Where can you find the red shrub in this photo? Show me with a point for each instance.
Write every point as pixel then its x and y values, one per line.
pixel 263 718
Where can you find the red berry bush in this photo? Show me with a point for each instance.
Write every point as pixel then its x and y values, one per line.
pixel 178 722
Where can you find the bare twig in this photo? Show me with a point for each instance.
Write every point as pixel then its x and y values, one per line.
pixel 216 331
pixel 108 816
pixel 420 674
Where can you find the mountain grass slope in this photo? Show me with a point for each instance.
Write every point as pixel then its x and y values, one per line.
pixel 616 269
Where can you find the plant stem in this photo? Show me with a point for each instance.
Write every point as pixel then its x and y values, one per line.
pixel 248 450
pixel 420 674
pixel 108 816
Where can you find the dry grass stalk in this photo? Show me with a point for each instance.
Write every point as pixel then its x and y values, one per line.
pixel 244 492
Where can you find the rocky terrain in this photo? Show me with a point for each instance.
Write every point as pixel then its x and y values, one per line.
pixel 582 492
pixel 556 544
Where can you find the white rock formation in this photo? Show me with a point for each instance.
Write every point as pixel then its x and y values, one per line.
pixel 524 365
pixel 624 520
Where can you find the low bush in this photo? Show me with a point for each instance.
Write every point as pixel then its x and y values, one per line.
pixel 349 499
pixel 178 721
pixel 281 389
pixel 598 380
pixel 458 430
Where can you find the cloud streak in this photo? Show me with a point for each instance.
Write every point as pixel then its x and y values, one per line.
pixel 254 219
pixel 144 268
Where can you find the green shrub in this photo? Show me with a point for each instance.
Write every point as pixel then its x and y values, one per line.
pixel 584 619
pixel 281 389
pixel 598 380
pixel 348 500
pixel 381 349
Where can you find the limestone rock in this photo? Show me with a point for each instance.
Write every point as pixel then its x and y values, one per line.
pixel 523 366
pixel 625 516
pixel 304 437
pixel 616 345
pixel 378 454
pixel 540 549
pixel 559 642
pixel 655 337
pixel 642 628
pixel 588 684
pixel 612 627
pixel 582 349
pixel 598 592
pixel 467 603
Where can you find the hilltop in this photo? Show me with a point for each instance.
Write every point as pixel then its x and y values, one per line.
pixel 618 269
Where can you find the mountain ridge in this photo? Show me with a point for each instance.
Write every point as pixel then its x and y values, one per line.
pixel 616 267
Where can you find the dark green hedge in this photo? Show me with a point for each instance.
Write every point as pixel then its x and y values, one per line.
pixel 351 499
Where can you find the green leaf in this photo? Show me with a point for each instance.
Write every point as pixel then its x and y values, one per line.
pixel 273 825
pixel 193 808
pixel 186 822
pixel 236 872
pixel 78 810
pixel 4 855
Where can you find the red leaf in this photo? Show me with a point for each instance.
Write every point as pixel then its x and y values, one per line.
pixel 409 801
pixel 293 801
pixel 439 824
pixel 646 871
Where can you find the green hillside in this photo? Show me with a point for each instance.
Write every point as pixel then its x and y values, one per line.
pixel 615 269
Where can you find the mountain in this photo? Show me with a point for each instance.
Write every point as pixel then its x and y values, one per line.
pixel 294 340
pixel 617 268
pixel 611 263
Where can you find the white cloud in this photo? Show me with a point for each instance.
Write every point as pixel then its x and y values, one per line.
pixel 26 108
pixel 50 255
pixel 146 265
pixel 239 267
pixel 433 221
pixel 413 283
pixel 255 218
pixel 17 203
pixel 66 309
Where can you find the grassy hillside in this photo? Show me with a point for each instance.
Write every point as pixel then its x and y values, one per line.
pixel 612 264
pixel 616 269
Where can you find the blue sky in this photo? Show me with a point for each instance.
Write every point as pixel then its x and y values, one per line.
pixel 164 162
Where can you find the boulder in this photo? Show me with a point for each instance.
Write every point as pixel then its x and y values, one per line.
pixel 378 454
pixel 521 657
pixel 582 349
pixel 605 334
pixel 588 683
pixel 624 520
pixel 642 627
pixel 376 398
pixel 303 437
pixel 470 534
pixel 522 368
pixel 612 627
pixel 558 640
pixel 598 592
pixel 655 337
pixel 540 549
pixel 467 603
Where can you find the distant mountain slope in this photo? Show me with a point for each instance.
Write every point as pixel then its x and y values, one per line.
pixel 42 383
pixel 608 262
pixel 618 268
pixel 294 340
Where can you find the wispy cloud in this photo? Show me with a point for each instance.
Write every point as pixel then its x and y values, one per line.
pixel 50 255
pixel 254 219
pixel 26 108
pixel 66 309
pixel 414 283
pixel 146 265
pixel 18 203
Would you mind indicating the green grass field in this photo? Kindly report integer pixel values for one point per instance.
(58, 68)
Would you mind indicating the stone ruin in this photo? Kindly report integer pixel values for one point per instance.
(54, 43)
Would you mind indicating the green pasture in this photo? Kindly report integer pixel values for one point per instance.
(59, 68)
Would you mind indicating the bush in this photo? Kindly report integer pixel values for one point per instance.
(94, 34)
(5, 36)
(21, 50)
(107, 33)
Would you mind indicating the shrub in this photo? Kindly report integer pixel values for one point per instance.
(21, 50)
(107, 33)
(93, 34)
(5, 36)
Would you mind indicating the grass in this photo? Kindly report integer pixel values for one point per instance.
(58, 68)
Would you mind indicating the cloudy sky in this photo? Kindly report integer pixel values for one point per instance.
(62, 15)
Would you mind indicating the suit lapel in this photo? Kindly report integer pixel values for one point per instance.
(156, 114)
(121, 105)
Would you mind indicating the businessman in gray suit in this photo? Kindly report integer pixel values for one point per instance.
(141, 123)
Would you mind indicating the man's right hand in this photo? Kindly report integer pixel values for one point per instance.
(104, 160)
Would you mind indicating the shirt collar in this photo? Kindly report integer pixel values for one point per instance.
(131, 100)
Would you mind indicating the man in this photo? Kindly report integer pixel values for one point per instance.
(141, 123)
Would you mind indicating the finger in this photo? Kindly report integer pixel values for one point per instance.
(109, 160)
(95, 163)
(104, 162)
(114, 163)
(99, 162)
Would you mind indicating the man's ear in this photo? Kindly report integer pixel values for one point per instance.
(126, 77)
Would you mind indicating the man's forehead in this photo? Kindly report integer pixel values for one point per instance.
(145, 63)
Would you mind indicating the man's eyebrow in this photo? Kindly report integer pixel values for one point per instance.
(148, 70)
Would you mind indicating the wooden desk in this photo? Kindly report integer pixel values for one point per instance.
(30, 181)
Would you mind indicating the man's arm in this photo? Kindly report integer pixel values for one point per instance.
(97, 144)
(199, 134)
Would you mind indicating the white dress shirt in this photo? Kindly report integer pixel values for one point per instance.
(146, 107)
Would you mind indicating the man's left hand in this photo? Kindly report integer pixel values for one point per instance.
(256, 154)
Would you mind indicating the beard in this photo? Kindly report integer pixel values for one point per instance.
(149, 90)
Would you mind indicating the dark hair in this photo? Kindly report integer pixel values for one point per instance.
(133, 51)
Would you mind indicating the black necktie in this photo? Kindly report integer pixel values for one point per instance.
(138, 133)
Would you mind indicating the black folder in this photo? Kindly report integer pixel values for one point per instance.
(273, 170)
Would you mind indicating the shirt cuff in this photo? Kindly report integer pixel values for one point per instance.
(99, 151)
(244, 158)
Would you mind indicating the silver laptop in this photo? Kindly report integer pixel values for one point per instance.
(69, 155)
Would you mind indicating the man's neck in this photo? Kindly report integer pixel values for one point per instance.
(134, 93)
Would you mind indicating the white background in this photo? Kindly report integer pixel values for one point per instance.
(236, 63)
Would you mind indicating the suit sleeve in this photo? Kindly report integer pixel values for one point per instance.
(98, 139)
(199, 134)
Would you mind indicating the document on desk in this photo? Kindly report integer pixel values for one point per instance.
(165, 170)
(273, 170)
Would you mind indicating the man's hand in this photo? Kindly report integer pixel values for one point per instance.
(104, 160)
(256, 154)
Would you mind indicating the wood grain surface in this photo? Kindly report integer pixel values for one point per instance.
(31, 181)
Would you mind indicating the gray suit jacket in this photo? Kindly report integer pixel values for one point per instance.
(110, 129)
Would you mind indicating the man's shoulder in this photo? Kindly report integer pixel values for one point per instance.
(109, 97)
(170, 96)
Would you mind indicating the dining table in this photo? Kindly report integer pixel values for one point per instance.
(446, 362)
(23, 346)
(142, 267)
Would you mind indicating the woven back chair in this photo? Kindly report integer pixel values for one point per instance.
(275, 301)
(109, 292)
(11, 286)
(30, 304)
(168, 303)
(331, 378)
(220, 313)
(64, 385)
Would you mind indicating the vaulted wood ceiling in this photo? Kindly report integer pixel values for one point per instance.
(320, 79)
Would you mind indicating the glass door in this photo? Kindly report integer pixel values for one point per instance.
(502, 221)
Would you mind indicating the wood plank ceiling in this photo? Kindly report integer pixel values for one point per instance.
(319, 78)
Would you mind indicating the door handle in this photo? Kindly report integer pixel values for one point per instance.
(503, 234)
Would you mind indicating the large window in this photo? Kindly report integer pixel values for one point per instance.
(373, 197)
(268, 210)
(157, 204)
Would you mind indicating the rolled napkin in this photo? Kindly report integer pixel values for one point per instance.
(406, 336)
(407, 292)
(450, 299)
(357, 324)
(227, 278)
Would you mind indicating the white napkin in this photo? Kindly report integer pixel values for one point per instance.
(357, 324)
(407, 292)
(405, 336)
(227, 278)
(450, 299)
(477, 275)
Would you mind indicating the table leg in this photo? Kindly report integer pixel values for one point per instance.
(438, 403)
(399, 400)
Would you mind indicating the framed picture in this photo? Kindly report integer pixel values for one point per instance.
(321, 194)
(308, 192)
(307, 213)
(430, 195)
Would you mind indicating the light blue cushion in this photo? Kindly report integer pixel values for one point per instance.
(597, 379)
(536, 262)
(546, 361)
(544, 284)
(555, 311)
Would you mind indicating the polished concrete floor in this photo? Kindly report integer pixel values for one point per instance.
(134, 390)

• [GIVEN INSTRUCTION]:
Give back exactly the lines from the line holding "Would you mind indicating the door" through the last line of the listing, including both.

• [ANSWER TO THE TASK]:
Would you mind indicating the door handle in this photo? Kindly report integer pixel values for one point per instance.
(503, 234)
Would you mind indicating the large window in this photo? Kindly report integer pixel values for one point per instance.
(373, 197)
(268, 210)
(157, 204)
Would you mind indicating the rolled napkin in this photo? Kindly report integer pixel values for one point per instance.
(406, 336)
(407, 292)
(450, 299)
(357, 324)
(227, 278)
Would you mind indicating the white napkin in this photo? Kindly report integer pixel values for one point per instance.
(357, 324)
(407, 292)
(405, 336)
(227, 278)
(450, 299)
(477, 275)
Would you mind indicating the table leg in this photo? Kindly report integer pixel values for one point per instance.
(438, 403)
(399, 400)
Would you mind indicating the framed picture in this photo? Kindly report integer pixel values for one point per instance.
(321, 194)
(308, 192)
(307, 213)
(430, 195)
Would you mind indicating the light blue cushion in this photo? Kindly report integer pixel values for one point per instance.
(597, 379)
(536, 262)
(546, 361)
(544, 284)
(555, 311)
Would you mind indicating the polished concrete floor in this photo? Kindly report integer pixel values for one point per instance.
(134, 390)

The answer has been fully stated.